# Exercise material
*** Block opens ***

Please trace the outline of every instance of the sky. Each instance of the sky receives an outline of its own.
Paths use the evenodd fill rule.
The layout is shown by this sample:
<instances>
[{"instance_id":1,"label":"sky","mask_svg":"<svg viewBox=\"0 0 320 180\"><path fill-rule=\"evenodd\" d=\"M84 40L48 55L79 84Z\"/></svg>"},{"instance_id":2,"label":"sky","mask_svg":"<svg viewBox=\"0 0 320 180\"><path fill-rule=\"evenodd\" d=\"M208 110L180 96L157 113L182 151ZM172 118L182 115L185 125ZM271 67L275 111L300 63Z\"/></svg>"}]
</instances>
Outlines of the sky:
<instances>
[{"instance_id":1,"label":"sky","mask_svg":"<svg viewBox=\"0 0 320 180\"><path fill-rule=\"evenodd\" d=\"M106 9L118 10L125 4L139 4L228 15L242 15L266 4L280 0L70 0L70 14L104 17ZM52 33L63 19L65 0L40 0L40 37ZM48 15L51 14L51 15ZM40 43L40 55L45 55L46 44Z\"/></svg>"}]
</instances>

*** Block closes ***

# Work task
Transcribe only the lines from the beginning of the entries to the line with "110L180 96L157 113L182", inclusive, exactly as written.

# Response to this exercise
Please trace the outline of every instance of the sky. Each instance of the sky receives an outline of its own.
Paths use the evenodd fill rule.
The layout is shown by this sample:
<instances>
[{"instance_id":1,"label":"sky","mask_svg":"<svg viewBox=\"0 0 320 180\"><path fill-rule=\"evenodd\" d=\"M84 40L48 55L79 84Z\"/></svg>"},{"instance_id":2,"label":"sky","mask_svg":"<svg viewBox=\"0 0 320 180\"><path fill-rule=\"evenodd\" d=\"M208 110L180 96L157 113L182 151ZM172 118L182 115L185 125ZM271 67L275 111L300 63Z\"/></svg>"}]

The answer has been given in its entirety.